OBJECTIVE -> Can you write out everything from the line containing "Target: seated man in dark suit" down to the end of the rows again, requests included, scaling every coordinate in the answers by 0.35 and rounding each to a whole number with halves rounded up?
### DATA FOR THE TASK
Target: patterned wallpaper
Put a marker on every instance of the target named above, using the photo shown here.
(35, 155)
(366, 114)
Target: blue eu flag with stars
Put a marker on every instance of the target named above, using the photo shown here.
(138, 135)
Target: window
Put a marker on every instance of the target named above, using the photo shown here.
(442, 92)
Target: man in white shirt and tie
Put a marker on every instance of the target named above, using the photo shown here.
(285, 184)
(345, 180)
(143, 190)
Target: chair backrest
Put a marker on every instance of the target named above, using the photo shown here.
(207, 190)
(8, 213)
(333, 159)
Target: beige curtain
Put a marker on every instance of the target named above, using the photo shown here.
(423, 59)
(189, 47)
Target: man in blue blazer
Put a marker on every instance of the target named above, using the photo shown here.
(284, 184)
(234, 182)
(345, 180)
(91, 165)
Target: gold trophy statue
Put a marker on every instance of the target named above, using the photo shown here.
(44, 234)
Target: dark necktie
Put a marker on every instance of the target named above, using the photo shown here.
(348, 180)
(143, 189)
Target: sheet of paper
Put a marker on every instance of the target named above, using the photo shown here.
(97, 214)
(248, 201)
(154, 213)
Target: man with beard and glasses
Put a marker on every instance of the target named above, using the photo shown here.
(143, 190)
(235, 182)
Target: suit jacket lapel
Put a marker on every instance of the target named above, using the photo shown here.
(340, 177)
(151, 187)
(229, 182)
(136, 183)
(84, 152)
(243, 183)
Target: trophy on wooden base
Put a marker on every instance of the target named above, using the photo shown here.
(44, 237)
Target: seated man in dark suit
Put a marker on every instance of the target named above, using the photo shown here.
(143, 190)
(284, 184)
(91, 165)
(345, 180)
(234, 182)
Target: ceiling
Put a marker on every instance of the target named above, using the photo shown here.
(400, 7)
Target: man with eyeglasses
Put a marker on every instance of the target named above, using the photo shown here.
######
TASK OUTPUT ->
Target: seated man in dark suit
Put a marker on every instance of the target named above, using the photo shown here.
(50, 67)
(99, 64)
(32, 58)
(121, 63)
(82, 64)
Target: ceiling
Put a marker on every instance of the target named above, using the photo shown here.
(140, 2)
Target: man with eyeglasses
Put a marker on every instance of the target named above, using the photo shown here.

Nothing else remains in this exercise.